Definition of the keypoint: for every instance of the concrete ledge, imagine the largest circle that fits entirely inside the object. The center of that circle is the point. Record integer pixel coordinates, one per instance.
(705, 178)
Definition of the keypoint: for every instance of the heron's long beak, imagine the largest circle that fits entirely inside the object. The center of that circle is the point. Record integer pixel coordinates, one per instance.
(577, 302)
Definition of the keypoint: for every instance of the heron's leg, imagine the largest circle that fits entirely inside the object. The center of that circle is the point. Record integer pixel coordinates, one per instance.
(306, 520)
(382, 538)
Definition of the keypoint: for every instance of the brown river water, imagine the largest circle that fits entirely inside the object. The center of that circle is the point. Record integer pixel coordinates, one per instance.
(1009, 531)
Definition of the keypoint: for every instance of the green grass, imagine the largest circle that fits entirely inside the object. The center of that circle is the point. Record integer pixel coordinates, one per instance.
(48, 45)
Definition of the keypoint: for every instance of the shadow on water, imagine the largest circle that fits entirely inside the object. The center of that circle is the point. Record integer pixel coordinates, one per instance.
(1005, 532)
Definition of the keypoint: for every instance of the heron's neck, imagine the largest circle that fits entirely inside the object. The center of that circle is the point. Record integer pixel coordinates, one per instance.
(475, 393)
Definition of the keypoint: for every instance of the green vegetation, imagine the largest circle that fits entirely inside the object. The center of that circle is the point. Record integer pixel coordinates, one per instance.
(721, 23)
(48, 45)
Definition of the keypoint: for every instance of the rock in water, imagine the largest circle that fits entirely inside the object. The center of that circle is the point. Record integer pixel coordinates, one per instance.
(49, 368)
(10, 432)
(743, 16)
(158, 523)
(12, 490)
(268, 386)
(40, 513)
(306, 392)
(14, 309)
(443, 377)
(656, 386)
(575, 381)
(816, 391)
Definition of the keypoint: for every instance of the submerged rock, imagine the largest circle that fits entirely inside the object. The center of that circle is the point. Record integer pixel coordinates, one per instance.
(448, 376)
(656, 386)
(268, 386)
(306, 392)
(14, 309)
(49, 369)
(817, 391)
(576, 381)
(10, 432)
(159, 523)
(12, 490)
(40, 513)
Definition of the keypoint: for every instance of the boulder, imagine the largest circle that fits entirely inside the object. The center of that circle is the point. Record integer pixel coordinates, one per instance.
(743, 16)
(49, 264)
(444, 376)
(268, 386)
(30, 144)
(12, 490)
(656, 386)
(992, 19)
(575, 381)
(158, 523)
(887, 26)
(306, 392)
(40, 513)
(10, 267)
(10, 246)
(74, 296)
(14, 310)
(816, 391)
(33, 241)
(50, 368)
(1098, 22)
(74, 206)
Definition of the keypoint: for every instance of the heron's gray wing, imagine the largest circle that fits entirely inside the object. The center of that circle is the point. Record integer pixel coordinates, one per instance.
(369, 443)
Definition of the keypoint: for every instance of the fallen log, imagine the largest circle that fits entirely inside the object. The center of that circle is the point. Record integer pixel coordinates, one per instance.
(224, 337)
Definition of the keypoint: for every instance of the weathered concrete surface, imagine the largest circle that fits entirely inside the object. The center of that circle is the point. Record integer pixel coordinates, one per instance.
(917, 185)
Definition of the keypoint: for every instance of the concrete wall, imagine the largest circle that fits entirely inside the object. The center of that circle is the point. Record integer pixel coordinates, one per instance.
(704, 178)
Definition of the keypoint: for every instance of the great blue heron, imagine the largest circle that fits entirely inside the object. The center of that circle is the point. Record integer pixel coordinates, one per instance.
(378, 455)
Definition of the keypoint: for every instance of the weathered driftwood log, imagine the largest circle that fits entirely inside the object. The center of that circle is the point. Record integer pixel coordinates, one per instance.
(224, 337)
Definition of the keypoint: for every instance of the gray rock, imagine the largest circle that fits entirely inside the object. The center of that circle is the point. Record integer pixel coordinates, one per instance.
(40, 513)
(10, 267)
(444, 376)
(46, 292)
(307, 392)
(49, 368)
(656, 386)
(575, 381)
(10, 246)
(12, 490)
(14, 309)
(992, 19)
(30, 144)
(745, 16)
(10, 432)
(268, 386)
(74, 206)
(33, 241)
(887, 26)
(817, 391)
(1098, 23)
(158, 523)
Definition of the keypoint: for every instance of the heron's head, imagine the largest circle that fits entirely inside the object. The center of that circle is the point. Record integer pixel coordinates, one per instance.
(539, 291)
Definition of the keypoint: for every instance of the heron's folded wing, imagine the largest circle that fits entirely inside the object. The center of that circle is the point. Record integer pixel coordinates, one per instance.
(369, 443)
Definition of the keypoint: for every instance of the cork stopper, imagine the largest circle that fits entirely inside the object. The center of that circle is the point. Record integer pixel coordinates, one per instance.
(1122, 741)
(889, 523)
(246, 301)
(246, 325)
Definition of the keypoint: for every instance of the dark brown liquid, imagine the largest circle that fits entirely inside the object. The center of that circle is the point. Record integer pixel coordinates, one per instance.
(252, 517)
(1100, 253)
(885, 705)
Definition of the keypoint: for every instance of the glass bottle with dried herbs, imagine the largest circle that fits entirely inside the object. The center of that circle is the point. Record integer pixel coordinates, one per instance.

--------------------------------------------------

Written request —
Can you write out all the records above again, swapping "integer pixel coordinates" for "whole-number pixel coordinates" wherever it occurs and leaving everything else untouched?

Task output —
Definition of the keypoint: for every instance of the concrete ledge, imagine the largest circle that fits entirely inside the object. The center of that circle is the point. Record whole-number pixel coordinates, one per instance.
(705, 178)
Definition of the keypoint: for every instance of the heron's long beak, imagine the largest circle that fits entirely inside the object. The center of that circle is the point. Record whole-number pixel coordinates, one per instance.
(577, 302)
Definition of the keypoint: for every instance of the heron's leg, imagine the largest circle that fits entirely inside the object. The center of that circle is the point. Record whole-number pixel coordinates, one per instance.
(306, 520)
(382, 538)
Definition of the keypoint: for every instance of the brown river water, imagine the largest circle that fits entirely inside the object. The center of that circle is the point. Record whole-number pixel coordinates, one per instance.
(1009, 531)
Definition of the keypoint: for every instance of the green grass, imagine the largest circle that fits entirely inside the object. The center of that circle is the point. Record whole-number pixel coordinates, one per instance.
(48, 45)
Definition of the keypoint: for every instance of the shadow on water, imagine the largest circle that fits entirely inside the object. The center of that circle is the point. Record whole-number pixel coordinates, one per instance.
(1005, 532)
Definition of the keypoint: for every instance of the heron's neck, imagine the largest circle that fits entirely inside the object. The center of that circle is the point. Record whole-number pixel coordinates, one per instance.
(475, 393)
Definition of the keypoint: for every instance of the green vegetation, imagine the largest circle that fits entirely inside the object. The center of that circle is the point. Record whole-number pixel coordinates, one per instance.
(721, 23)
(48, 45)
Definition of the keypoint: for every instance of the rock in water, imagine the largest circle that fits entirely inside the object. The center of that circle is the point. Record whole-number pixel coordinates, one per instance.
(49, 368)
(10, 432)
(743, 16)
(158, 523)
(12, 490)
(268, 386)
(40, 513)
(306, 392)
(14, 309)
(443, 377)
(656, 386)
(575, 381)
(816, 391)
Definition of the keypoint: for every instance of the submerged rock, imagine the largest circle that fits entirely inside the object. The center of that circle is the point. Record whole-number pixel coordinates, one per instance.
(448, 376)
(656, 386)
(268, 386)
(306, 392)
(14, 309)
(49, 369)
(817, 391)
(576, 381)
(10, 432)
(159, 523)
(12, 490)
(40, 513)
Definition of the keypoint: for every instance of the boulder, imagine the largest circle that fits entirely inside the object. The center of that circle is the point. Record whole-number pixel coordinates, one per instance.
(743, 16)
(49, 264)
(444, 376)
(268, 386)
(30, 144)
(12, 490)
(656, 386)
(992, 19)
(575, 381)
(158, 523)
(887, 26)
(306, 392)
(40, 513)
(10, 267)
(10, 246)
(74, 296)
(14, 310)
(816, 391)
(33, 241)
(50, 368)
(1098, 22)
(74, 206)
Definition of the keypoint: for every instance of the heron's gray wing, imagine the largest circle that fits entirely inside the object. The center of that circle is the point. Record whole-number pixel coordinates, one per instance.
(369, 443)
Definition of the keypoint: for every instance of the fallen log, imagine the largest circle that fits entirely inside the object. The center of that circle is the point. Record whole-number pixel coordinates, one per instance.
(224, 337)
Definition of the keypoint: for every instance of the weathered concrete surface, imagine the largest circle that fits entirely inside the object. The center of that circle is the point. Record whole-number pixel coordinates, one per instance.
(917, 185)
Definition of the keypoint: for every instance of the concrete wall, imagine the largest circle that fits entirely inside the object. The center of that circle is the point. Record whole-number pixel coordinates, one per instance.
(704, 178)
Definition of the keypoint: for every instance of the great blue heron, imagine the largest circle that fits entirely inside the object. The center of that circle is the point. Record whole-number pixel coordinates, one per instance.
(378, 455)
Definition of the keypoint: for every instance of the weathered driftwood log, imagine the largest circle that fits entirely inside the object. The center of that circle is the point. Record whole-number pixel coordinates, one per instance.
(224, 337)
Definition of the keypoint: for every instance of the gray rock, imagine the largest circle that fits entirely inside the object. The center of that circle is the point. Record whole-number pixel coordinates, one per instance.
(40, 513)
(10, 267)
(444, 376)
(46, 292)
(307, 392)
(49, 368)
(656, 386)
(575, 381)
(10, 246)
(12, 490)
(14, 309)
(992, 19)
(30, 144)
(745, 16)
(10, 432)
(268, 386)
(74, 206)
(33, 241)
(887, 26)
(817, 391)
(1098, 23)
(158, 523)
Definition of the keypoint: for every instance of the heron's head, imagine the largest circle that fits entirely inside the object. The center of that circle is the point. Record whole-number pixel coordinates, one per instance.
(539, 291)
Definition of the keypoint: for every instance of the heron's folded wing, imagine the largest circle that fits entirely inside the object. The center of that circle is the point. Record whole-number pixel coordinates, one per instance.
(369, 443)
Definition of the keypoint: for every instance of the cork stopper, imagine the largest circle that fits entirely inside the object. The center of that circle is the point. Record whole-number pixel coordinates, one per instance.
(1122, 741)
(889, 523)
(246, 301)
(246, 325)
Definition of the keypoint: for every instance of the dark brown liquid, imagine the largest circle that fits entirely inside the object. The center of that circle is the point. Record whole-number pixel coordinates, one per instance.
(252, 517)
(1100, 253)
(885, 705)
Definition of the keypoint: for every instance of the glass bottle with dried herbs, imagine the largest circle that fits entirely inside the object. The center of that circle is the point. Record whole-number pixel coordinates, one per instance.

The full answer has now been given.